___ Dokumentausschnitt ___

Eine belarussische Delegation unter Leitung des stellvertretenden Außenministers Valjanzin Rybakau besucht den Sudan.

17.–24.01.2014

Über 521.000 Gläubige besichtigen im Haus der Barmherzigkeit die Weihegaben der Heiligen Drei Könige aus dem Paulus-Kloster auf dem Berg Athos in Griechenland. Die Reliquie hat Griechenland seit dem 15. Jahrhundert nicht verlassen. Zu ihren Stationen gehören außerdem Moskau und Kiew.

19.–24.01.2014

Eine Regierungsdelegation unter Leitung von Premierminister Michail Mjasnikowitsch besucht China. Es werden insgesamt 29 bilaterale Vereinbarungen unterzeichnet, darunter ein Strategisches Partnerschaftsprogramm für 2014–2016. Zu den Gesprächspartnern gehören Premierminister Li Keqiang, Präsident Xi Jinping sowie weitere Staats- und Wirtschaftsvertreter.

21.–23.01.2014

Der stellvertretende Außenminister Aljaksandr Hurjanau hält sich zu Gesprächen mit EU-Vertretern in Brüssel auf. Der Schwerpunkt der Gespräche liegt auf Handelsfragen sowie den möglichen Beitritt von Belarus zur WTO.

21.01.2014

Bei einem Treffen mit Vertretern zentraler Medien bezeichnet Präsident Lukaschenka die Ereignisse in der Ukraine als Katastrophe. Als eine Ursache identifiziert er die wirtschaftlichen Aktivitäten von Janukowitschs Söhnen sowie die Ansprüche seiner Geliebten. Gleichzeitig betont er die brüderlichen Beziehungen seines Landes zu Russland und spricht von einer vorsichtigen Verbesserung der Beziehungen zur EU.

___

(Zu bearbeitende Aufgaben)
**A.** Schreiben Sie aus der Chronik zu Belarus im Januar 2014 den Abschnitt von „Der stellvertretende Außenminister“ bis einschließlich „Belarus zur WTO.“ wortgetreu ab.
**B.** Setzen Sie die Chronik zu Belarus im Januar 2014 im Anschluss an ihren letzten Satz fort.
Für die Bearbeitung ist die Liste ohne Bedeutung.

___ Bereitgestelltes Material ___

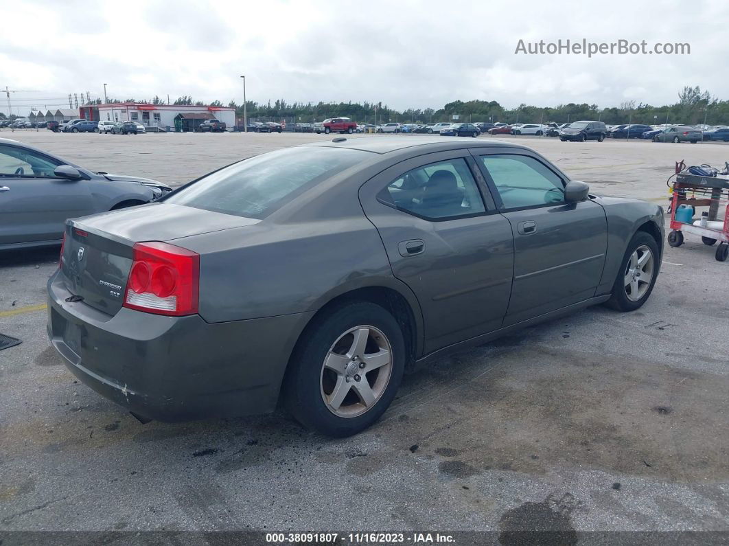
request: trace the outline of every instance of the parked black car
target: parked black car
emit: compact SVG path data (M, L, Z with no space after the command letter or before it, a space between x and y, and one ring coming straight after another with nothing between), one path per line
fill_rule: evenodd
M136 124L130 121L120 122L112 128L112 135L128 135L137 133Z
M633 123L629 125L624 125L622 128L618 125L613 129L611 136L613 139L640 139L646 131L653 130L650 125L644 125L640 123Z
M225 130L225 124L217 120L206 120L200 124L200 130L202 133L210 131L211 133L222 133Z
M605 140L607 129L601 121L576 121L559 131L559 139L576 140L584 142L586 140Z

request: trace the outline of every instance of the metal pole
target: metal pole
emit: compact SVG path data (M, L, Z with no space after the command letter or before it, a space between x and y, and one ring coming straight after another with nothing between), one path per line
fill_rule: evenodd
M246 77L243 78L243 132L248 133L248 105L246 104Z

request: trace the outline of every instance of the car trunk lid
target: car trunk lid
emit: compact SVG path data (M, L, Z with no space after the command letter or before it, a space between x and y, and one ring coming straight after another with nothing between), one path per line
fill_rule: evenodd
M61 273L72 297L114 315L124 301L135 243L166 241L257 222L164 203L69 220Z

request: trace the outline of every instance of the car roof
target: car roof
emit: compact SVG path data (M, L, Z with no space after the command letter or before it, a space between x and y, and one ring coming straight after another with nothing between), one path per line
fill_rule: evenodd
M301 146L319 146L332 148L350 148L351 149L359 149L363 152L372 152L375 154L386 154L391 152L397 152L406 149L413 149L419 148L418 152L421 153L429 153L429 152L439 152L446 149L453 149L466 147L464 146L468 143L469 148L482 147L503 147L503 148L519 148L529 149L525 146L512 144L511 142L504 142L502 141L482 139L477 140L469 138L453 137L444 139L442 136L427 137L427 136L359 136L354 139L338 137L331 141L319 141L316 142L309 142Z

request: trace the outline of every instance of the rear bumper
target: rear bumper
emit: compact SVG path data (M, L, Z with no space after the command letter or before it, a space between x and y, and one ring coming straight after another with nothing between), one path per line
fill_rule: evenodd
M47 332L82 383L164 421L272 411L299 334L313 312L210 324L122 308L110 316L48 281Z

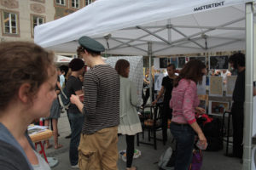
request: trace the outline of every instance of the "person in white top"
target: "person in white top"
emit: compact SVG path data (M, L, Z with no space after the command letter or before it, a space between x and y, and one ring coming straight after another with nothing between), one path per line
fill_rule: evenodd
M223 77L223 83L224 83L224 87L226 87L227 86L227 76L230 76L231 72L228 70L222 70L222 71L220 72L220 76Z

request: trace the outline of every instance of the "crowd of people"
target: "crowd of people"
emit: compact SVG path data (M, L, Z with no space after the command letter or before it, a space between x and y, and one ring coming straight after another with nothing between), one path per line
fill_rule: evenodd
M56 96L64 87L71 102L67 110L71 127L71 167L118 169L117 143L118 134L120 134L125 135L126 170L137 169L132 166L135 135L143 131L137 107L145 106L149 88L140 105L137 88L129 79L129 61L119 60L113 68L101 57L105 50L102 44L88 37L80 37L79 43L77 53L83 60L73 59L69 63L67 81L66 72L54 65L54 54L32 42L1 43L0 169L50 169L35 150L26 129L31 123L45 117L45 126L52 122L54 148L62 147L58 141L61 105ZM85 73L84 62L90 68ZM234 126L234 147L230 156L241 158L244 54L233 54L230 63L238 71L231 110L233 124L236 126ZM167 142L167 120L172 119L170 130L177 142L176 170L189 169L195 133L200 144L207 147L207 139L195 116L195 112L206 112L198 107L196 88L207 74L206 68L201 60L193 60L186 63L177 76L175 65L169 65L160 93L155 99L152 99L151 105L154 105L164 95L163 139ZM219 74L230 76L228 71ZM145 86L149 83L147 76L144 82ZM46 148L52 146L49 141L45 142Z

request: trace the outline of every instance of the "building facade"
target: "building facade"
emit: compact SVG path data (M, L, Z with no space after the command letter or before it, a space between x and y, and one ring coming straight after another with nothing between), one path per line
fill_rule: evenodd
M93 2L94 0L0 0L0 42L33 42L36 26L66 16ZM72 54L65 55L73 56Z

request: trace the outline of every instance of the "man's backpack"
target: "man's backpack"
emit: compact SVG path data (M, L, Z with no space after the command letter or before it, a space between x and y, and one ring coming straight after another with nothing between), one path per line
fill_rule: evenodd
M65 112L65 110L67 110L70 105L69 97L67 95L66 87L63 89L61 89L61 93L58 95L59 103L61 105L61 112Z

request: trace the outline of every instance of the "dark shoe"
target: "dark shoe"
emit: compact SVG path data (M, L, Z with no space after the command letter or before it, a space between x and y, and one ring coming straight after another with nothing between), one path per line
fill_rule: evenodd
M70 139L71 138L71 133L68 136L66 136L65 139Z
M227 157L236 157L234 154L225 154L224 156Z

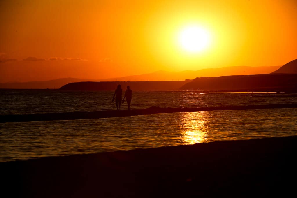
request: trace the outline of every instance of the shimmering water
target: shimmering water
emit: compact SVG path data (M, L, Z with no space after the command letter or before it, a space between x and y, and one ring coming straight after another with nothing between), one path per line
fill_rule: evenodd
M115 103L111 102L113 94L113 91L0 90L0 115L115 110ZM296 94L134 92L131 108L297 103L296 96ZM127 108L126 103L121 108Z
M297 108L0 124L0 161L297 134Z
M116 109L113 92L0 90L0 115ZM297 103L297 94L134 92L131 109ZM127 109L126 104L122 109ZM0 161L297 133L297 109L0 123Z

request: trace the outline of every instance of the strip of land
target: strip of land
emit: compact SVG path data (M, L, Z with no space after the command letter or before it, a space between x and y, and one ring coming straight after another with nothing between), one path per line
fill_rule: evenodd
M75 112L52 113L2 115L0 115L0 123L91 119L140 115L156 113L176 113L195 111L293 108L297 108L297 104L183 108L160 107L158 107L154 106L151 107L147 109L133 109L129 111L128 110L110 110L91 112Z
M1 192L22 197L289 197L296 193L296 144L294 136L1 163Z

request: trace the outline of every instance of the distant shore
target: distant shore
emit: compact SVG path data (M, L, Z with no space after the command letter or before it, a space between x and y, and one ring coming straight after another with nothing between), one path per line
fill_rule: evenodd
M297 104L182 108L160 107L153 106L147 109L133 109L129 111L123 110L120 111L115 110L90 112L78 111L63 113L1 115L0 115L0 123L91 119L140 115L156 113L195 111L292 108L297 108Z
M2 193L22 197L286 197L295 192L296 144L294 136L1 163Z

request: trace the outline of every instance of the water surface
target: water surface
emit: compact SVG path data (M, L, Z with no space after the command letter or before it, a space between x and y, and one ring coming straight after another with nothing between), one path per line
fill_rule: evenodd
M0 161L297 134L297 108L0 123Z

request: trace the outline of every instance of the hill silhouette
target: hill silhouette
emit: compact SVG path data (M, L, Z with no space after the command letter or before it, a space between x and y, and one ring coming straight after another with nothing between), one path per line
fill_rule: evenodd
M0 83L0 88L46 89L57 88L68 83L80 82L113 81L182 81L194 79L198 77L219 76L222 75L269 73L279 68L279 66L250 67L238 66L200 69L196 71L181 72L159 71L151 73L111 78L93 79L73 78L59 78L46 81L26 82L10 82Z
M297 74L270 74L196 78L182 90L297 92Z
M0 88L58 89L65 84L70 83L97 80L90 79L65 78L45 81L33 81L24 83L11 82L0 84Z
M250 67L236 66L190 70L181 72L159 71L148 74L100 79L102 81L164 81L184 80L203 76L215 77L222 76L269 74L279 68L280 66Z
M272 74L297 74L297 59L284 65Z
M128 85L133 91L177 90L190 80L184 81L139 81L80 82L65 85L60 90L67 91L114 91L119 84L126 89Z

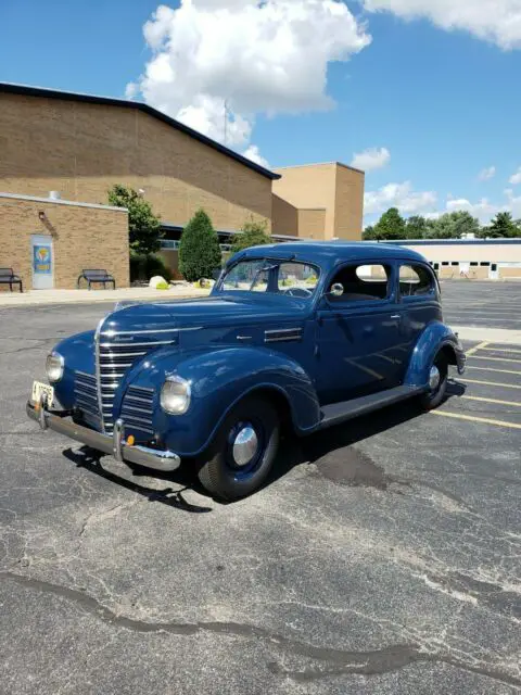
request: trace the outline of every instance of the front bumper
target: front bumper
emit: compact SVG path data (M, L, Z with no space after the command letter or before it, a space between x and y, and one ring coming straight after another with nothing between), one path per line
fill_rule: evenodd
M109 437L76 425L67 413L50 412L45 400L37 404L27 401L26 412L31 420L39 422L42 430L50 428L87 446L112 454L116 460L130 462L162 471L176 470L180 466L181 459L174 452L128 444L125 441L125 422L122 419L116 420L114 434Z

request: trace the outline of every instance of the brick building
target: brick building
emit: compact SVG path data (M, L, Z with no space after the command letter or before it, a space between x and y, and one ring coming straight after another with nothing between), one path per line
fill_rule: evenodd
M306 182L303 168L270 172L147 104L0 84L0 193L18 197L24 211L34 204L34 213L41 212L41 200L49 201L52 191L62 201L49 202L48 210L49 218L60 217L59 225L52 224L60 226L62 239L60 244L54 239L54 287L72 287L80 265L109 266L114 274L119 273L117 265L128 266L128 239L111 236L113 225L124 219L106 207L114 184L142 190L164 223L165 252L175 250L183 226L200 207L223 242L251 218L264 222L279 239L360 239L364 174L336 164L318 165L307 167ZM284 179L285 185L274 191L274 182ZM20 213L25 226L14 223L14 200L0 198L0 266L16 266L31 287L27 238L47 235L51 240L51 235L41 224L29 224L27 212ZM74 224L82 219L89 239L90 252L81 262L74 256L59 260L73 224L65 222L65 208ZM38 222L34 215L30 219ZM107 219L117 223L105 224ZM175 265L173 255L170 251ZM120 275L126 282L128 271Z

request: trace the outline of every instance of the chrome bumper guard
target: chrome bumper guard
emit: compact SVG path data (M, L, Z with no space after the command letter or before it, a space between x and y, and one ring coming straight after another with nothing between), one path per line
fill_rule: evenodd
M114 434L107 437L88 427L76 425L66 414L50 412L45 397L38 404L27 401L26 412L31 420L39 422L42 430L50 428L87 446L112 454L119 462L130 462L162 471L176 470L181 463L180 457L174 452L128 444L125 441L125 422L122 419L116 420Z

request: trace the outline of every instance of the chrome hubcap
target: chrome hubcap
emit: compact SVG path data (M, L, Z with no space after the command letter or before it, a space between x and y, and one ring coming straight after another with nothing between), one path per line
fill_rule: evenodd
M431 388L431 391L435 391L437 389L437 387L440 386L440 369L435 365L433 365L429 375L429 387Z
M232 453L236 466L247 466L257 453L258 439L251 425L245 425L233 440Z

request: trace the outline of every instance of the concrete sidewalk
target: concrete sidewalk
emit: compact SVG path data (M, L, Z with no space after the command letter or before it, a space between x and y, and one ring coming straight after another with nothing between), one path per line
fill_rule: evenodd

___
___ Bereitgestelltes Material ___

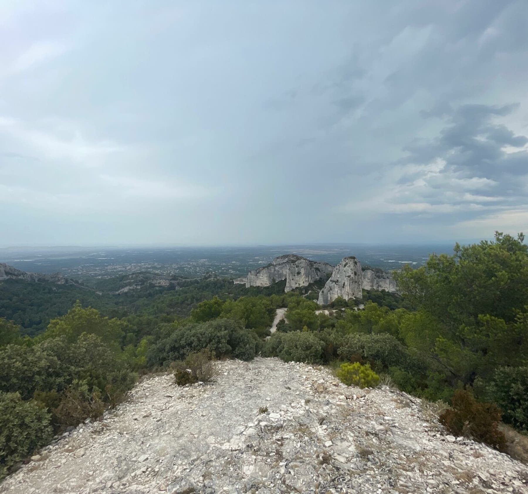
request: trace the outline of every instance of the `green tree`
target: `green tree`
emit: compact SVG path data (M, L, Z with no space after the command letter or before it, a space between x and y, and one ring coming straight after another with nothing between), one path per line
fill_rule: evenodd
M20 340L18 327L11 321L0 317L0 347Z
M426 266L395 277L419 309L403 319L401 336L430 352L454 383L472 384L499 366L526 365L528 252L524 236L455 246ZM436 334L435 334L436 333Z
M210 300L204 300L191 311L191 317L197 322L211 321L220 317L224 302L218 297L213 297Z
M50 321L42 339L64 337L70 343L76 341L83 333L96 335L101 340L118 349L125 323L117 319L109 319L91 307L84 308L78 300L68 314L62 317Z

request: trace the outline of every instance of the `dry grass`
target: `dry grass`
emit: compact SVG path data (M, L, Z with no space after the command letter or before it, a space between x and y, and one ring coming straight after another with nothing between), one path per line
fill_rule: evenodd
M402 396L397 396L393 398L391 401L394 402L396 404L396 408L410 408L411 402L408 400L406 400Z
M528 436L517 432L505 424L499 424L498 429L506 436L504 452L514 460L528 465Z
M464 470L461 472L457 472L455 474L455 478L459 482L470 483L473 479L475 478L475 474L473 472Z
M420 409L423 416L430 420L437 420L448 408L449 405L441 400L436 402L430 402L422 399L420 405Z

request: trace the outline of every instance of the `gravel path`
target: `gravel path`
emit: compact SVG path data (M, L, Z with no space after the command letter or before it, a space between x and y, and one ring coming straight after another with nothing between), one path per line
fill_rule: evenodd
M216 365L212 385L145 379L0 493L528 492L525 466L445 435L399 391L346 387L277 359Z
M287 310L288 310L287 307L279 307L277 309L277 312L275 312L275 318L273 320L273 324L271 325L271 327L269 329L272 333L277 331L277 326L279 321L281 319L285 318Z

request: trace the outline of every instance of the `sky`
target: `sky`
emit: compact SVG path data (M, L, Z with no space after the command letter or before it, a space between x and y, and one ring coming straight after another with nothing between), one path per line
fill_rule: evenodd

___
___ Bereitgestelltes Material ___

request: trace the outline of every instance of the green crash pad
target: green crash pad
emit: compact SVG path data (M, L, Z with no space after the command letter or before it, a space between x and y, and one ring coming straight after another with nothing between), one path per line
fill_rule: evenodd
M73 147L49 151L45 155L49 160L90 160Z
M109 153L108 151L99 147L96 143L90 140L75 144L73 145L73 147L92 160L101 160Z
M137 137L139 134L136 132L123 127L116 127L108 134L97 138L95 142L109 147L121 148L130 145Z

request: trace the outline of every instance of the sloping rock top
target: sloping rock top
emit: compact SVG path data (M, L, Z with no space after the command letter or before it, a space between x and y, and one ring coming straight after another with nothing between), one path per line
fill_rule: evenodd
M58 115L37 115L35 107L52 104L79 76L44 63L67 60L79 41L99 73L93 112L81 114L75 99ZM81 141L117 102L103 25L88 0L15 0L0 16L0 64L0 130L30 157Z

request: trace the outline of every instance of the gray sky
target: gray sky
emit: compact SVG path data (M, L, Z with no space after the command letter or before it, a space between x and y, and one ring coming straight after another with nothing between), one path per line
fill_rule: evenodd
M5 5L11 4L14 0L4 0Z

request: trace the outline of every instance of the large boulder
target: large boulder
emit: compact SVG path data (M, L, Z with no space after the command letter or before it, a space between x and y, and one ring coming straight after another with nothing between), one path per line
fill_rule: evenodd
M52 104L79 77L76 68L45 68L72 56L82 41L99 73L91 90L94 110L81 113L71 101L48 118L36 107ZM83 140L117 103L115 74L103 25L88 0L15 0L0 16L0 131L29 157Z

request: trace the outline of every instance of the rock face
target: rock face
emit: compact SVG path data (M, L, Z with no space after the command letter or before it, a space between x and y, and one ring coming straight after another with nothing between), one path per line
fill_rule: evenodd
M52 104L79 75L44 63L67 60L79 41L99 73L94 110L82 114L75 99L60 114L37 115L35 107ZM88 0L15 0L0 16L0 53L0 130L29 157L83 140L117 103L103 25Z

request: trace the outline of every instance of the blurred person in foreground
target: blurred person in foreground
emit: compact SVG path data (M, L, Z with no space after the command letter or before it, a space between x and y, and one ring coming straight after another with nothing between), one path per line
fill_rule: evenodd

___

(Antworten je Aufgabe)
**A.**
Der stellvertretende Außenminister Aljaksandr Hurjanau hält sich zu Gesprächen mit EU-Vertretern in Brüssel auf. Der Schwerpunkt der Gespräche liegt auf Handelsfragen sowie den möglichen Beitritt von Belarus zur WTO.

**B.**
22.01.2014

Bei den gewaltsamen Auseinandersetzungen zwischen Demonstranten und Polizei in Kiew wird auch ein belarussischer Staatsbürger getötet, der allerdings bereits seit 2005 in der Ukraine lebte.

23.01.2014

Aljaksandr Lukaschenka erklärt bei einem Treffen mit neu ernannten Vorsitzenden von regionalen Exekutivkomitees, dass die Idee, eine führende Partei zu gründen, wieder aufgegriffen werden müsse. Dies soll jedoch nicht künstlich geschehen. Vorherige Initiativen, die pro-präsidiale Bewegung »Belaja Rus« in eine Partei umzuwandeln, waren mehrmals am Widerstand des Präsidenten gescheitert.

24.01.2014

Der Internationale Währungsfonds veröffentlicht einen Bericht zu Belarus, der als Ergebnis eines Missionsbesuchs im Oktober 2013 erstellt wurde. Der Bericht warnt vor einer Überbewertung des belarussischen Rubels und zu starken Währungsinterventionen der Nationalbank. Er empfiehlt außerdem in 2014 auf Gehaltserhöhungen zu verzichten.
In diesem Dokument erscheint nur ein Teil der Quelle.